INPUT DATA Block Start

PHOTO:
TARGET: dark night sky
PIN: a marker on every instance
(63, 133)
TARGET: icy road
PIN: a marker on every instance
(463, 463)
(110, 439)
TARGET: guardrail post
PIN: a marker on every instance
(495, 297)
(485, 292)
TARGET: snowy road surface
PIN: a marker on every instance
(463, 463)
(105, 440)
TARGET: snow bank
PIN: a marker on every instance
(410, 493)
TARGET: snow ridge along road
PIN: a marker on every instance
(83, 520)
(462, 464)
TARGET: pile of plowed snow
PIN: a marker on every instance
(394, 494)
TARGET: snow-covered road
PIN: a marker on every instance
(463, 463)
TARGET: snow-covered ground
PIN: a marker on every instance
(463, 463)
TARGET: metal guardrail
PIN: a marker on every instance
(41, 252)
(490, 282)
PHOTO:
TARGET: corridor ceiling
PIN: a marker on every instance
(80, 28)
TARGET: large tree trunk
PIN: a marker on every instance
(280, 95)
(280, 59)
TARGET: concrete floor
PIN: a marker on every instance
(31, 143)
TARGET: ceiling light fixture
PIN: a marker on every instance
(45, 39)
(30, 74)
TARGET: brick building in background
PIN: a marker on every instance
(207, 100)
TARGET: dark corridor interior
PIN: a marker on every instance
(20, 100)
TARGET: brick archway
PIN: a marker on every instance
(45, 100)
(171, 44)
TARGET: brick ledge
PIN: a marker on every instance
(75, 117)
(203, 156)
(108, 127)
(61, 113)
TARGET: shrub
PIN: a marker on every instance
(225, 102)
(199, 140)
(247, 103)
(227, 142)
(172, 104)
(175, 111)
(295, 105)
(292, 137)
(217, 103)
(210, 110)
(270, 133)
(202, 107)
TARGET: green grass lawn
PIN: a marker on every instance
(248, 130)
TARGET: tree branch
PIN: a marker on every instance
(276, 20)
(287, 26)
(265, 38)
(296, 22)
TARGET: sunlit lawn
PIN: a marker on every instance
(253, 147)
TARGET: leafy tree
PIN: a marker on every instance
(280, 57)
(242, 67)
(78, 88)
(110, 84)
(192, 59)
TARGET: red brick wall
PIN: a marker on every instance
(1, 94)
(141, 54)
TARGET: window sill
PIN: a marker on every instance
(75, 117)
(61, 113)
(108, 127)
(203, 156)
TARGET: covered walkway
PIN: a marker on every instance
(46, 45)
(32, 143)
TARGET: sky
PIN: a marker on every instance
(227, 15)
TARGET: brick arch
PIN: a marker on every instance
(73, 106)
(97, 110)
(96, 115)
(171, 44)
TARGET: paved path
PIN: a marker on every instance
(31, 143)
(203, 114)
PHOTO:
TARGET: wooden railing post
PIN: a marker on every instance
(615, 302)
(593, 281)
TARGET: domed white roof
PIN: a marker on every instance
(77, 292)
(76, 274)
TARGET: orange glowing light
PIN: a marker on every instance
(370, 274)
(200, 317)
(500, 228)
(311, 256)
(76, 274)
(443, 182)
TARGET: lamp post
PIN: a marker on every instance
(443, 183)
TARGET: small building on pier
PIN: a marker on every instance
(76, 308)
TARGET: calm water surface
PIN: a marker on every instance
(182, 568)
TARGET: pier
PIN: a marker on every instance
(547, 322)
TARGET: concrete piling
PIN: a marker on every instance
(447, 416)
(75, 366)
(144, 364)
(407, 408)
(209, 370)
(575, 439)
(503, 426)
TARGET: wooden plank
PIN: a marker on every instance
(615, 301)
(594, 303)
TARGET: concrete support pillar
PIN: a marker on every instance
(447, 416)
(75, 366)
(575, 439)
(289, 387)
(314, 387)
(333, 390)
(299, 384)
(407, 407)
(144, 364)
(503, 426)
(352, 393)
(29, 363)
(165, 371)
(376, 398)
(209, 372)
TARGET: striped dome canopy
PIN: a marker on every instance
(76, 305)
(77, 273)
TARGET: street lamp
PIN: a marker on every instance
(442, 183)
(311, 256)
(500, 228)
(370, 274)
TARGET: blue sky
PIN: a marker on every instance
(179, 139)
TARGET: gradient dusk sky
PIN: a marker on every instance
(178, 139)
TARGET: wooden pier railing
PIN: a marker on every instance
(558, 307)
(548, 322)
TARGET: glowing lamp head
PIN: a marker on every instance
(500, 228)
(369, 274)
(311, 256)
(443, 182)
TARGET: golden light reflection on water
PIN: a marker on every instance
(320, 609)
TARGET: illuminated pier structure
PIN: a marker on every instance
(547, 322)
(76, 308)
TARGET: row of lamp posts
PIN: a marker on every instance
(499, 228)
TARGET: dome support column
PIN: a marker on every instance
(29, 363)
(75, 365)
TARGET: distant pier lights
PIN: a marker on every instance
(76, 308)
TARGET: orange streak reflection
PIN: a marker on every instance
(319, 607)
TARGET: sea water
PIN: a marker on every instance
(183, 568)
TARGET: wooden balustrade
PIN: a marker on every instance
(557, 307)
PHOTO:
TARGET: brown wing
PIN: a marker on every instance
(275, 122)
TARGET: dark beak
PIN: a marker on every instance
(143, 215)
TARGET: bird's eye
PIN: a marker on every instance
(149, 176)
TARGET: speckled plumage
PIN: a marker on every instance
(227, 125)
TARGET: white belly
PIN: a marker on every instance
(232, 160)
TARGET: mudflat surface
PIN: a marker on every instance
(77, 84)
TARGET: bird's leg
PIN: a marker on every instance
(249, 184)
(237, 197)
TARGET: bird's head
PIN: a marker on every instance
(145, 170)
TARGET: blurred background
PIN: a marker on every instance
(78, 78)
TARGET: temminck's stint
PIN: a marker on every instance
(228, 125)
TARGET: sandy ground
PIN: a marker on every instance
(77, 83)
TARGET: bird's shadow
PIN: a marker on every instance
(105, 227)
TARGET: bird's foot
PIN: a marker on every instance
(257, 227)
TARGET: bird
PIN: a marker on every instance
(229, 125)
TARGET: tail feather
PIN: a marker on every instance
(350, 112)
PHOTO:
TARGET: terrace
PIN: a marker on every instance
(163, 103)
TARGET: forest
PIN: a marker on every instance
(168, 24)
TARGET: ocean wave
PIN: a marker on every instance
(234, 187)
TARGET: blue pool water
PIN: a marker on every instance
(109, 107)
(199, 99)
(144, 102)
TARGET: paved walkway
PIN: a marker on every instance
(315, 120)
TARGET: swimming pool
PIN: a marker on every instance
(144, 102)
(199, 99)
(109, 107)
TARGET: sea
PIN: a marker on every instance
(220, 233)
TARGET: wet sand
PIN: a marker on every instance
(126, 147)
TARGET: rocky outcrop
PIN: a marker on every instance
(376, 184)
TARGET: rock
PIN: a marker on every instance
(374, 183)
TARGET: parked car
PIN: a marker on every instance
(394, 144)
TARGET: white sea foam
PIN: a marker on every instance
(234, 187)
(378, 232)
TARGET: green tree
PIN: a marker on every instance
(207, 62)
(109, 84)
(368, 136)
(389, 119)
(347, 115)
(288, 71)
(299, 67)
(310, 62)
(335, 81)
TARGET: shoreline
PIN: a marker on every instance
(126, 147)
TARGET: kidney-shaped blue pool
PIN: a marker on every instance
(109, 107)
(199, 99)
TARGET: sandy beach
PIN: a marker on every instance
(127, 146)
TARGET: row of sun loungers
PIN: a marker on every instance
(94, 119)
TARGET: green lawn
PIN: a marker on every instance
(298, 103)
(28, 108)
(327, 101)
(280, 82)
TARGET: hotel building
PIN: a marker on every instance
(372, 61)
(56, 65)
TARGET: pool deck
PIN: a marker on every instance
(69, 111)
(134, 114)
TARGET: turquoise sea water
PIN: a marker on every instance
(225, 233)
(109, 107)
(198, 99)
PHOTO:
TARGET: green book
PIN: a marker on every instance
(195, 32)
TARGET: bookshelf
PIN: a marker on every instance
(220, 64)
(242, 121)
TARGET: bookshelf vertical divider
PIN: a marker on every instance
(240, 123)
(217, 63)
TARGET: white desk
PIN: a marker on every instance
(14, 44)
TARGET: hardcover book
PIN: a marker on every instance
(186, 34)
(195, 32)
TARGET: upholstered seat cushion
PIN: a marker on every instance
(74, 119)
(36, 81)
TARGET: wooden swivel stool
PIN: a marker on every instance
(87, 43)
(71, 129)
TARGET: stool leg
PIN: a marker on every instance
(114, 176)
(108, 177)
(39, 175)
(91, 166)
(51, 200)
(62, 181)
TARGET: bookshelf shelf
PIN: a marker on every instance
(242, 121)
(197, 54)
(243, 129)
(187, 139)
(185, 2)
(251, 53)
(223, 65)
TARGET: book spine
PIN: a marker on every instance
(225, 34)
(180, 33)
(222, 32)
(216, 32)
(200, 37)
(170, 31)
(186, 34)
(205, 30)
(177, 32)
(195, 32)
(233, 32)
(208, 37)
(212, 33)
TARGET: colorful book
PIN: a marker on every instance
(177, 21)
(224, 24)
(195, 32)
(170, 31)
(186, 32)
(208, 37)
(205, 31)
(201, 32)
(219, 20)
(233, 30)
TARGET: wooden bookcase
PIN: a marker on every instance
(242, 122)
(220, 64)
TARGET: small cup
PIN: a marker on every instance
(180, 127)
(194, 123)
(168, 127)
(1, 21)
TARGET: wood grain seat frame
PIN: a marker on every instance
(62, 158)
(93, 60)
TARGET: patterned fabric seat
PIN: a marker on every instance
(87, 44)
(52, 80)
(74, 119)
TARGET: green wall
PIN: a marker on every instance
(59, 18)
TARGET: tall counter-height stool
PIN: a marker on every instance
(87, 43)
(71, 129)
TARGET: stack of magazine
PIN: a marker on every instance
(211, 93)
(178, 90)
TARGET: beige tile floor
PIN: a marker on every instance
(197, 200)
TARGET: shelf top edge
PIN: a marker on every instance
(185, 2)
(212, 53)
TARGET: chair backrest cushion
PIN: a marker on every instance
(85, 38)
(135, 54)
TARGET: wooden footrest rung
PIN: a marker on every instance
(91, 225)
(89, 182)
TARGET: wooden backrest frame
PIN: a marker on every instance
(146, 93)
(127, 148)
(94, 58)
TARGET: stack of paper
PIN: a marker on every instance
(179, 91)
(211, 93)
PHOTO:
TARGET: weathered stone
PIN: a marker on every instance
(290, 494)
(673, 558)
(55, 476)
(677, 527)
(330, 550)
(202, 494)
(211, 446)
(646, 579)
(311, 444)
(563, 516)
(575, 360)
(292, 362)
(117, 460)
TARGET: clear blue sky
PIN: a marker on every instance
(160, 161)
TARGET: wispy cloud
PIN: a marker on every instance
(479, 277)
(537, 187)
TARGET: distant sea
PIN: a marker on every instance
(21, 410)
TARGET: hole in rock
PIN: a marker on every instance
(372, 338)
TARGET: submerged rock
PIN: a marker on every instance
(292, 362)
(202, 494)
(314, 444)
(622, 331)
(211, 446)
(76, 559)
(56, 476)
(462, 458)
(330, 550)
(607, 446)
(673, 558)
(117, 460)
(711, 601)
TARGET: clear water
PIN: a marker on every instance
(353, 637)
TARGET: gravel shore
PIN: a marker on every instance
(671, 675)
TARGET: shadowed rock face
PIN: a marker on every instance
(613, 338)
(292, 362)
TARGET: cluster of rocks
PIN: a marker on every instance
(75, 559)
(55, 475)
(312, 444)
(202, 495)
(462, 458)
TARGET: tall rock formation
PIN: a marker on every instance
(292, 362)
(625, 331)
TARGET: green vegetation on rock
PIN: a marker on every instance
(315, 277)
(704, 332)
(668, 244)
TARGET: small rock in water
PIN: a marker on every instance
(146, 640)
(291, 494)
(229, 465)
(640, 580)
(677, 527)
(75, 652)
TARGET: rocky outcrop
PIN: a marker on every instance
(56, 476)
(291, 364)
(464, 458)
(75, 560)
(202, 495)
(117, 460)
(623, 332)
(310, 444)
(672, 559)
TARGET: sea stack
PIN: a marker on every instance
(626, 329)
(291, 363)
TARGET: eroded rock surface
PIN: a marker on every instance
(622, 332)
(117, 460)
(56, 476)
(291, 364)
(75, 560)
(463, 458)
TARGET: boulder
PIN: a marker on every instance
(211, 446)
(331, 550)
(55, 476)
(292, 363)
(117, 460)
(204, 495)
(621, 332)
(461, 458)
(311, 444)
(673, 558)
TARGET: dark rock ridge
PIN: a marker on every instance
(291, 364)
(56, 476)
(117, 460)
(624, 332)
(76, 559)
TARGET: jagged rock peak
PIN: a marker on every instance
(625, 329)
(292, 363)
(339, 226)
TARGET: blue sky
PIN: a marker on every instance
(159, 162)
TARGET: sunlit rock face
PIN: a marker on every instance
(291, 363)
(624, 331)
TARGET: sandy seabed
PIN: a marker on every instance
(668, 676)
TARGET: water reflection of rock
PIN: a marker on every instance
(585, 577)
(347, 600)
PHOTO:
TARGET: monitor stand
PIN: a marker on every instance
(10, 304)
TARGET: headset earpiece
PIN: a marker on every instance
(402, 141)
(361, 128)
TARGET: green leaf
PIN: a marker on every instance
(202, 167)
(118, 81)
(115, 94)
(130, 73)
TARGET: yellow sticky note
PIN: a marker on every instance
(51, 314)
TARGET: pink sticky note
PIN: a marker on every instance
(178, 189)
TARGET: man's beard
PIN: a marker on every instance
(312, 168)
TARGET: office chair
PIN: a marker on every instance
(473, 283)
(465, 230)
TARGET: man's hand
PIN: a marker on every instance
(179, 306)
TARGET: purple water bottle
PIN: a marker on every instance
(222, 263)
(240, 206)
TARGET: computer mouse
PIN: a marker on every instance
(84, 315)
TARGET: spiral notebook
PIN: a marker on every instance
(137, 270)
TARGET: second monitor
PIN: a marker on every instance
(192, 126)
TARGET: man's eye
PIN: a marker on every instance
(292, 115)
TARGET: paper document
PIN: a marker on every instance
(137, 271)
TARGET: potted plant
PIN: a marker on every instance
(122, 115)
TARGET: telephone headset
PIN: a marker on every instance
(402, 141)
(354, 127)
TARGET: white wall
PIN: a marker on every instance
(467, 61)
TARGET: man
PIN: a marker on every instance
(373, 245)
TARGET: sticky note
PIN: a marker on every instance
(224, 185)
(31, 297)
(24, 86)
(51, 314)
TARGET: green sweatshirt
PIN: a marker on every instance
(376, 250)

INPUT DATA Block End

**WHAT THE EXERCISE ASKS:**
Search the entries above for the string "small". Copy each line that holds it.

**RESPONSE TO THE TASK:**
TARGET: small building on pier
TARGET: small cup
TARGET: small rock in water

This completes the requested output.